Ukraine Goes to War – and Always Will as Long as Maidan Holds Power
Ukrainian Government will never willingly compromise. Without Western pressure the war will go on
As the economic situation in Ukraine goes from bad to worse the response of the Ukrainian government's attention is focused instead on resuming the war in the Donbass.
Over the last few weeks we have heard boasts from President Poroshenko that the combat capabilities of the Ukrainian military have been fully restored since its defeat last summer and that all its losses in armour (according to Poroshenko 65% of the total with which the Ukrainian army started its offensive in June) have been made good. We have also had a succession of mobilisation decrees calling up a grand total of 250,000 men in three waves extending to June.
All of this has been accompanied with the usual fiery rhetoric against Russia and the people in the Donbass the Ukrainian government calls “separatists” or “terrorists”.

** DATA LINES **

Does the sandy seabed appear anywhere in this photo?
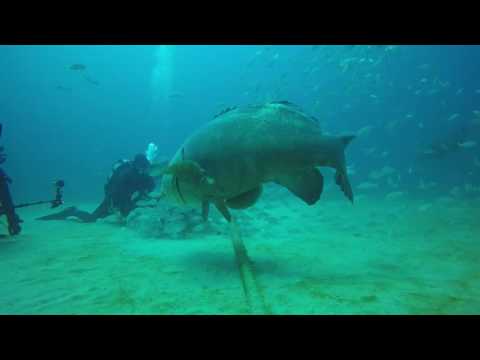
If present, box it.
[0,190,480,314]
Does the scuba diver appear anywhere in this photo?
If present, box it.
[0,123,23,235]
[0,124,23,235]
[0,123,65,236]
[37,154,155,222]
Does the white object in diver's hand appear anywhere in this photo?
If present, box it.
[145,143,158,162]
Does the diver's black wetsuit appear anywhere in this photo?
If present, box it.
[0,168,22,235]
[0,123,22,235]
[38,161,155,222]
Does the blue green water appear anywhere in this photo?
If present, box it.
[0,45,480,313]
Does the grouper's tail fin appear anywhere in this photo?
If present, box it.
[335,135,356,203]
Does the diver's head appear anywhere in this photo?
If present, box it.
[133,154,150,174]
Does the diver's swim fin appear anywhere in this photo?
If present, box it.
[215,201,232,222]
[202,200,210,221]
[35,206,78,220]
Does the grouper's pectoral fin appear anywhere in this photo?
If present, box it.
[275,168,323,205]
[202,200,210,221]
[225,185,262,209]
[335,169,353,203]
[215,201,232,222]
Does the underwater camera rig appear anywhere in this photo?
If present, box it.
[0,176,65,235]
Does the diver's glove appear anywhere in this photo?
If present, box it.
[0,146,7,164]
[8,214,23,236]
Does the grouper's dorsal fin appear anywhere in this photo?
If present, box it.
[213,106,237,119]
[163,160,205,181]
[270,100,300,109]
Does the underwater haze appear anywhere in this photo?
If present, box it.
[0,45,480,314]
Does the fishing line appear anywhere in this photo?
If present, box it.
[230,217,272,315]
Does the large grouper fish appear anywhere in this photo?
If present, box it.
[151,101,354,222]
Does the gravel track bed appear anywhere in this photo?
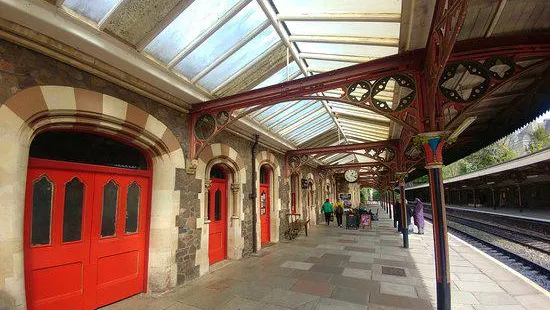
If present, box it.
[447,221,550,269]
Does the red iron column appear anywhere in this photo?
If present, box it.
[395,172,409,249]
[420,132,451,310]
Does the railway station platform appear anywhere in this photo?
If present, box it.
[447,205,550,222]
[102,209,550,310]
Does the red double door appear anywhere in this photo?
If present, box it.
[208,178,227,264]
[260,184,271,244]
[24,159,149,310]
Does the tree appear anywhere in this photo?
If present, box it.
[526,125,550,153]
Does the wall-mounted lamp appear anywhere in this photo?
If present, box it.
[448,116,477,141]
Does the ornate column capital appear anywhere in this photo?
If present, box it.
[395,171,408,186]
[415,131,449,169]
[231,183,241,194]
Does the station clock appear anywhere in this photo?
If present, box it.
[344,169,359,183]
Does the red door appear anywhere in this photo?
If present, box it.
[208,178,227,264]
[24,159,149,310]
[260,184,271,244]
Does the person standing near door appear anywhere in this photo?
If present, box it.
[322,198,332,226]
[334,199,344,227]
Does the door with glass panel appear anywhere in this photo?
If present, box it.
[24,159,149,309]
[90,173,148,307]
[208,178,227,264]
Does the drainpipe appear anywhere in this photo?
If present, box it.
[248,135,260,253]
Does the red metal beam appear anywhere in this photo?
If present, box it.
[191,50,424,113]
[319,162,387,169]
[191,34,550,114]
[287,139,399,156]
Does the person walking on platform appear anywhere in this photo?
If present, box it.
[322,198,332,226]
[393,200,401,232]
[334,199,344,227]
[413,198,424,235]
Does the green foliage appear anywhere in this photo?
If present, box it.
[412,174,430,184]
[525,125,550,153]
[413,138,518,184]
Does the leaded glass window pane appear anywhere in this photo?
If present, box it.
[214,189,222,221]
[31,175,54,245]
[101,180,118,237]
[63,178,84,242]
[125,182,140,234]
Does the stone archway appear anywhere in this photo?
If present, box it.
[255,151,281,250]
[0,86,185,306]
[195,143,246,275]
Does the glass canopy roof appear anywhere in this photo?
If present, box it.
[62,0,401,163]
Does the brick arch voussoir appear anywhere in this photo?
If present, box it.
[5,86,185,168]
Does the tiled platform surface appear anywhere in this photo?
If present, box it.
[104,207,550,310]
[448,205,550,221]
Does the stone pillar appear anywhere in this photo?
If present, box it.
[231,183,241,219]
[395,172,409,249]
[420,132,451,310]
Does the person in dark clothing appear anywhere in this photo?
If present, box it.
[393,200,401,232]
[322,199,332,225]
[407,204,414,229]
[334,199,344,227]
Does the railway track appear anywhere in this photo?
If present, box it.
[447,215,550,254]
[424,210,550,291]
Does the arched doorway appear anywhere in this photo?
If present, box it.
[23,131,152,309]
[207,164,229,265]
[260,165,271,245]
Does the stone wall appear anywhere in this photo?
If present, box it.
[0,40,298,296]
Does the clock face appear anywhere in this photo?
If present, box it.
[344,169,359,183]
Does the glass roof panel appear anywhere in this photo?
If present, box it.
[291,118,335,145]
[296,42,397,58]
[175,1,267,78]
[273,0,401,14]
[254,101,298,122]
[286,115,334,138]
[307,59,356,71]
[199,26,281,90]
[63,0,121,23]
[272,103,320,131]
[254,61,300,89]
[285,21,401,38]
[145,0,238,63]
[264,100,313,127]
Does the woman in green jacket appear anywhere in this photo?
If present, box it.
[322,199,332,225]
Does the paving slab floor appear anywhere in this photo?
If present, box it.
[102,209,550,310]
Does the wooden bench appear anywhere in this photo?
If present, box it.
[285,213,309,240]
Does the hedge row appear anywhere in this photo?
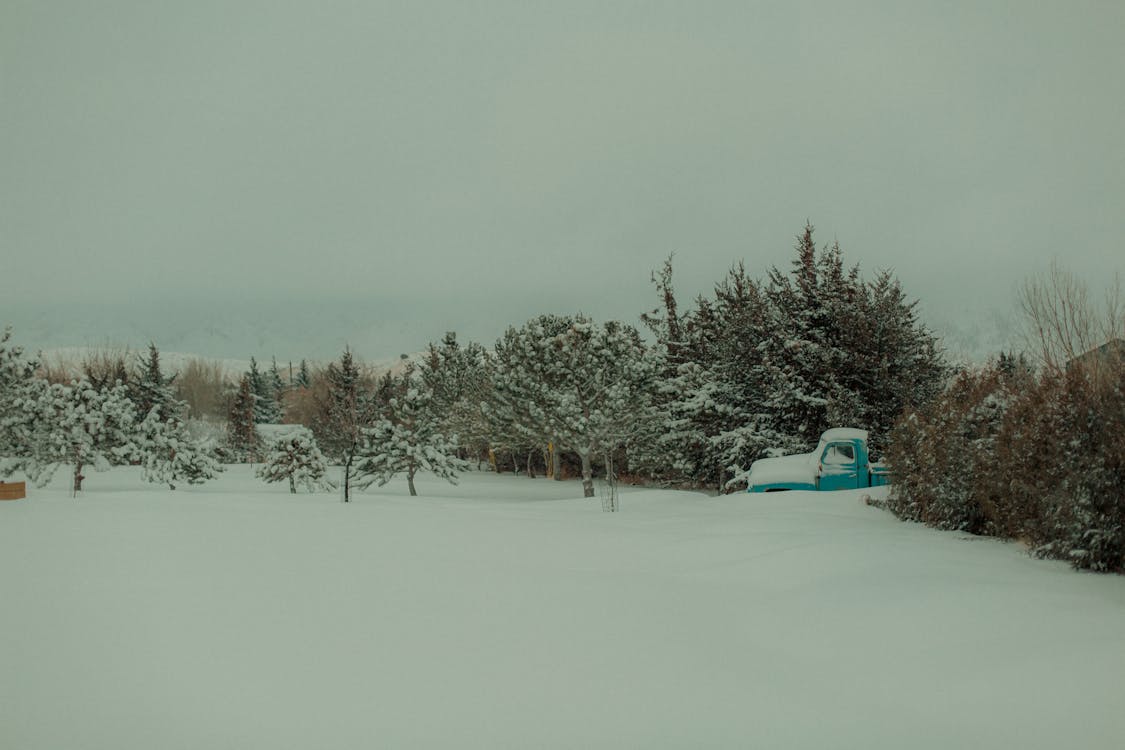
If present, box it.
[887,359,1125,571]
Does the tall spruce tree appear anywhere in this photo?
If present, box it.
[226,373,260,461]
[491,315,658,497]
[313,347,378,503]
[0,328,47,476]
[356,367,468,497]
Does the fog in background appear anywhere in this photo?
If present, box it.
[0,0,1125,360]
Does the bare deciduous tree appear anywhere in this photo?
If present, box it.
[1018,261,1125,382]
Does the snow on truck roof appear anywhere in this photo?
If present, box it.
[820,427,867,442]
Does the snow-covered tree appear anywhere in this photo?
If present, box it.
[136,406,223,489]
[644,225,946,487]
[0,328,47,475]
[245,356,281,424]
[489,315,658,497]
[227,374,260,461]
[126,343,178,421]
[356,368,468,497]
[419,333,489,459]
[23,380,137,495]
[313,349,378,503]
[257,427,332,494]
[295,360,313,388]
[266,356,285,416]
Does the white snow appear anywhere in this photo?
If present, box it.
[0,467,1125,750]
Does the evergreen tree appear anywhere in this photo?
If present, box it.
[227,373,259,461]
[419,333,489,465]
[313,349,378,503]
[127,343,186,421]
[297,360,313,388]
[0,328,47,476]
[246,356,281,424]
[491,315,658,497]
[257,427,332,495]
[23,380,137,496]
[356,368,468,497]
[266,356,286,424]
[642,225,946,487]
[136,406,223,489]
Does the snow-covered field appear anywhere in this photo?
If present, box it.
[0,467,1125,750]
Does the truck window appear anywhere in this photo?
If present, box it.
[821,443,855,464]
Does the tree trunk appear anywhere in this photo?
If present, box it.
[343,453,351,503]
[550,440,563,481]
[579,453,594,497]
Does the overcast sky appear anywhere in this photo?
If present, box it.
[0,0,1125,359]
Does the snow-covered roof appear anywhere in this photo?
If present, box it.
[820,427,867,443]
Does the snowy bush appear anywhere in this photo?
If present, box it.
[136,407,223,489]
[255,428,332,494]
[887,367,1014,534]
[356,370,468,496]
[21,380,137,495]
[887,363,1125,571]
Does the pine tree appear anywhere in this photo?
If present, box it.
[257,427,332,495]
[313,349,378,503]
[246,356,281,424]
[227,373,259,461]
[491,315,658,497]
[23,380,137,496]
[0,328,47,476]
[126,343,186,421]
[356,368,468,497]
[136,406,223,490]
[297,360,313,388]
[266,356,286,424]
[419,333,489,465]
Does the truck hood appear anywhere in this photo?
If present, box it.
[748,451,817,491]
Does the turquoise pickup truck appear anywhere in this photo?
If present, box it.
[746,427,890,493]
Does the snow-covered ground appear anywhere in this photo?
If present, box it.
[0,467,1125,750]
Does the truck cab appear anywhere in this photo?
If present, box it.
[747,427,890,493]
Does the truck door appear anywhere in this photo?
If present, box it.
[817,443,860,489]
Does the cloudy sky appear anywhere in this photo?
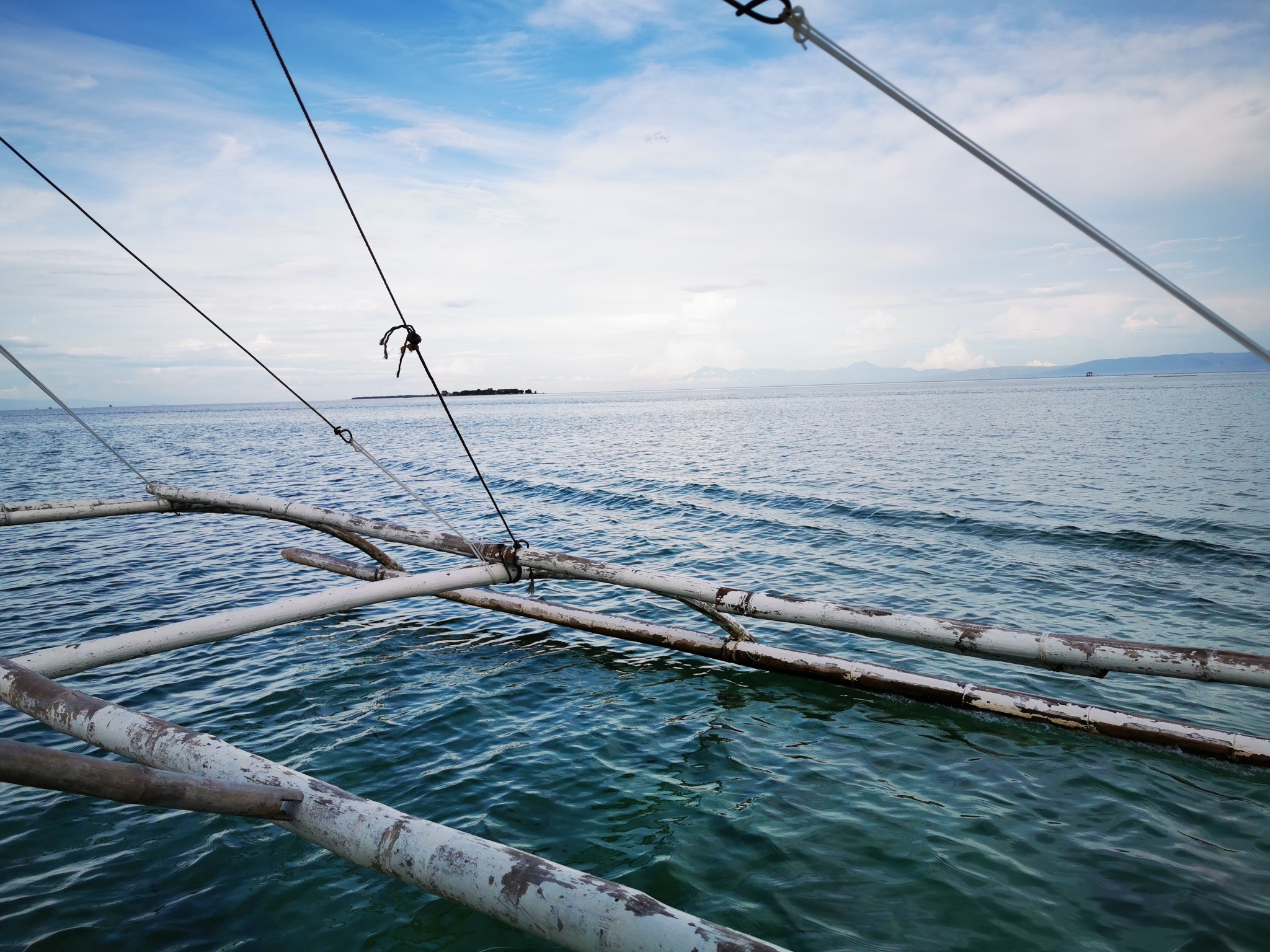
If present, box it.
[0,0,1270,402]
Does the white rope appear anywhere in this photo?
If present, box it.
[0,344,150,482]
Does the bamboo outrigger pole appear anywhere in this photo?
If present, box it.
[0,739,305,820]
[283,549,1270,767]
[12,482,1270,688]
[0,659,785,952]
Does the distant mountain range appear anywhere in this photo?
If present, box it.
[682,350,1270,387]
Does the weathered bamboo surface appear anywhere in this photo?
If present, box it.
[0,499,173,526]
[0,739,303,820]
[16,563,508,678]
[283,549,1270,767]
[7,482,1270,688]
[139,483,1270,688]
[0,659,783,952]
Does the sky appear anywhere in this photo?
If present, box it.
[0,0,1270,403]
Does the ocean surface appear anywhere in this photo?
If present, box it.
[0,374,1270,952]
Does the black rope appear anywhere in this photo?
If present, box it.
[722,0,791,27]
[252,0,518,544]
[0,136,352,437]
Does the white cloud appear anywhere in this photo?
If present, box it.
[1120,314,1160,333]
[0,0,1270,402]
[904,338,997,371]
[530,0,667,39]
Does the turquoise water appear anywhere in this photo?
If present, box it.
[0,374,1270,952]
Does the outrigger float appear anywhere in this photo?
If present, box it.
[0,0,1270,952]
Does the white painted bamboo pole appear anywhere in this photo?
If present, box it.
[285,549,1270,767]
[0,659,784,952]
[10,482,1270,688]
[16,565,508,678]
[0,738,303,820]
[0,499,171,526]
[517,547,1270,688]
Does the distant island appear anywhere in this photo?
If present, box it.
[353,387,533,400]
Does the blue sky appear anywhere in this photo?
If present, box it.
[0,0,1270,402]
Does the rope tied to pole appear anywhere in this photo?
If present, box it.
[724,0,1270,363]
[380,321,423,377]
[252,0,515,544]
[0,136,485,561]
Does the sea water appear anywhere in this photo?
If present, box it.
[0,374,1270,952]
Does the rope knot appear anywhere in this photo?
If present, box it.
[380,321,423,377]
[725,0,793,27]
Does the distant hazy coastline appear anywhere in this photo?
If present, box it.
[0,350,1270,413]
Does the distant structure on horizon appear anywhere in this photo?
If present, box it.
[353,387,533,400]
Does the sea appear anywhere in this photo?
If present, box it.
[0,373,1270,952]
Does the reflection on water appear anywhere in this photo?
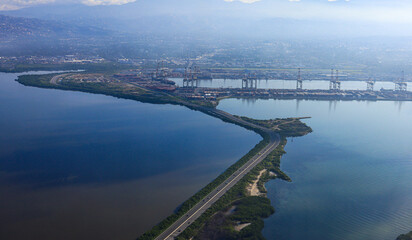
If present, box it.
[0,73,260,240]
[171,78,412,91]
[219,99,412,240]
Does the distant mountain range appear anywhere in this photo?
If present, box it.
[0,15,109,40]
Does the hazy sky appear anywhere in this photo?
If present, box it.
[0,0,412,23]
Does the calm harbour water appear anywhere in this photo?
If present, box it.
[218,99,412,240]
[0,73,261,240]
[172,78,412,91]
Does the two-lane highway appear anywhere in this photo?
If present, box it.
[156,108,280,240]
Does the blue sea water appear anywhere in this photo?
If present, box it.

** AIM **
Carry on the article about the Ukrainian government and the war in the Donbass, starting after its last sentence.

** OUTPUT OF THE EXERCISE **
Meanwhile a tragic shelling of a bus near Volnovakha has been blamed by the government on the rebels, leading to staged protests attended by government officials in Kiev and elsewhere.
How did we get to this position?
The short answer is that the Ukrainian government has refused to carry out the peace process it committed itself to in the Minsk Protocol. The constitutional negotiations that were supposed to happen and which the government committed itself to in the Minsk Protocol and which were supposed to lead to a final settlement of the Ukrainian conflict have never taken place.
The Minsk Protocol also committed the government to extensive decentralisation of the Donbass preliminary to a final peace settlement and to elections there. The elections duly took place but the government did not recognise them or their outcome and though the Ukrainian parliament passed a law for the decentralisation of the Donbass, the Ukrainian government then almost immediately reversed it.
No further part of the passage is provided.